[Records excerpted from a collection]
»»
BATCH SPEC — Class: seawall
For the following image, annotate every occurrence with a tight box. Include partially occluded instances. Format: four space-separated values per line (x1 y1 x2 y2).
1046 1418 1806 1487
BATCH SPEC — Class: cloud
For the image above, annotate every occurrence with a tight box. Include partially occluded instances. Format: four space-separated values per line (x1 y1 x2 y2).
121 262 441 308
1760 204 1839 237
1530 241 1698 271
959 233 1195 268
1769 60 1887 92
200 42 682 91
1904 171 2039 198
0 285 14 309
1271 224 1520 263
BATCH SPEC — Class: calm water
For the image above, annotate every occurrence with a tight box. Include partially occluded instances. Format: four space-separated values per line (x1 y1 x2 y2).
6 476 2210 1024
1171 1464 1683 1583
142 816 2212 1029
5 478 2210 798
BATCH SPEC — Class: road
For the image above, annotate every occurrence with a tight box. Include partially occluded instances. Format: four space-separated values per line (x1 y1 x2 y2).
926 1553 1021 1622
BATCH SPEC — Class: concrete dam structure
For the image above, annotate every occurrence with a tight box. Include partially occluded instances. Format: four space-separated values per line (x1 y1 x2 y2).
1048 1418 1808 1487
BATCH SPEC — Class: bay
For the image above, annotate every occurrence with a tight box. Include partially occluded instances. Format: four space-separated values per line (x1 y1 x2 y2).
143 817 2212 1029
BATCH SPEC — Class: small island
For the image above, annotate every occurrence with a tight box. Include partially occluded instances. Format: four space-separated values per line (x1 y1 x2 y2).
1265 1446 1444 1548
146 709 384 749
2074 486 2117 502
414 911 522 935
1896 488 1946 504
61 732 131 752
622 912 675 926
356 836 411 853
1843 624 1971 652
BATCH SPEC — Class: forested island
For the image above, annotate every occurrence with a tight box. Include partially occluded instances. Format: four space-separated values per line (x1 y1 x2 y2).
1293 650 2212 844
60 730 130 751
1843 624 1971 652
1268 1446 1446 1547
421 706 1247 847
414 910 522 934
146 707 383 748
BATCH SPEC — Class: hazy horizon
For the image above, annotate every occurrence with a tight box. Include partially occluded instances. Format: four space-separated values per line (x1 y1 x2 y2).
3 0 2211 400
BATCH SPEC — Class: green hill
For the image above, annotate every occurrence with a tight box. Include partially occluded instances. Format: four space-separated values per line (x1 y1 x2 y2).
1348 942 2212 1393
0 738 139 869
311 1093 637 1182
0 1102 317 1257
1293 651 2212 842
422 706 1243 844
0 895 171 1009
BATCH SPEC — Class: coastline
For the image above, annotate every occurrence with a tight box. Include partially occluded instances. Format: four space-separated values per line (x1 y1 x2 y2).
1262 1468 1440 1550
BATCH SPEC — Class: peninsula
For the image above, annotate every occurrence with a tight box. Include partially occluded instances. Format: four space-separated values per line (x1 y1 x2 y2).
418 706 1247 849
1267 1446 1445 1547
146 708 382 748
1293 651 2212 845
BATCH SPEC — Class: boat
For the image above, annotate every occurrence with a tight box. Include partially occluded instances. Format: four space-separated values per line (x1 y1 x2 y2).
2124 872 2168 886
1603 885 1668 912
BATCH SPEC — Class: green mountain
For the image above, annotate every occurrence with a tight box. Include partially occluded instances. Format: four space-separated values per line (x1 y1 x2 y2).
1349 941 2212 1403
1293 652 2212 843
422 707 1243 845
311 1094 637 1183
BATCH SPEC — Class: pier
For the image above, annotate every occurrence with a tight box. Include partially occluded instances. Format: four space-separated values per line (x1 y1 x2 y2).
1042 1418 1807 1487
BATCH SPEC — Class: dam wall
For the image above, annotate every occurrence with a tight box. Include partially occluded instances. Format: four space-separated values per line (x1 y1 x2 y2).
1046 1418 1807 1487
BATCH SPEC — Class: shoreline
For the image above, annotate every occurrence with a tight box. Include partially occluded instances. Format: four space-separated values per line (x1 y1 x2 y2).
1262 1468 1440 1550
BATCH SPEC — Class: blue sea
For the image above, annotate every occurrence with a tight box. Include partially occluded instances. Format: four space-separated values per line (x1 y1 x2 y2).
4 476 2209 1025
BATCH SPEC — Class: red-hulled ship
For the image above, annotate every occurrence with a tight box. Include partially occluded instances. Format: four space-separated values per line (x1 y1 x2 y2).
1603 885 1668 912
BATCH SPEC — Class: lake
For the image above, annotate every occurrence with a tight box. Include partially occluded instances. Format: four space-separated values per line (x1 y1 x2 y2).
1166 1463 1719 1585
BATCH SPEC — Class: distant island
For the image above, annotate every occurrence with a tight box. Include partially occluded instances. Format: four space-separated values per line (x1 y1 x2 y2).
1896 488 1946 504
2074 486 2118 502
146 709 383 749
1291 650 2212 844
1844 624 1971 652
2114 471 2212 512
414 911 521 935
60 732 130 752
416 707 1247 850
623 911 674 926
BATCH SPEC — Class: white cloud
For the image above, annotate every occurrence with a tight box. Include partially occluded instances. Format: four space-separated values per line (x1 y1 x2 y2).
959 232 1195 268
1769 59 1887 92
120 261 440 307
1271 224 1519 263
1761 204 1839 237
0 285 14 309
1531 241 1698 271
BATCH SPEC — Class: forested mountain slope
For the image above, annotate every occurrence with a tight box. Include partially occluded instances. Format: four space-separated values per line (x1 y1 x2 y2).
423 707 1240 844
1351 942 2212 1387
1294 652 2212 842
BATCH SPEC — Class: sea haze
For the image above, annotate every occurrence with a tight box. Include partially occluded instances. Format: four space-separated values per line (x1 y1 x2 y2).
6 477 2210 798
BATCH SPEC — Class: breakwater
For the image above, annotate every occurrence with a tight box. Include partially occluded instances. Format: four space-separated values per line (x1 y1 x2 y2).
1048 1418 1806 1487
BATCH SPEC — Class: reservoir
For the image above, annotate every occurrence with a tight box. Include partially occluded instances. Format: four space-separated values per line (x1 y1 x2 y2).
««
**EXERCISE:**
Give the number of lines in the entries above that include the string "green". Write nothing but that number.

**OUTPUT FOR THIS EXERCISE:**
2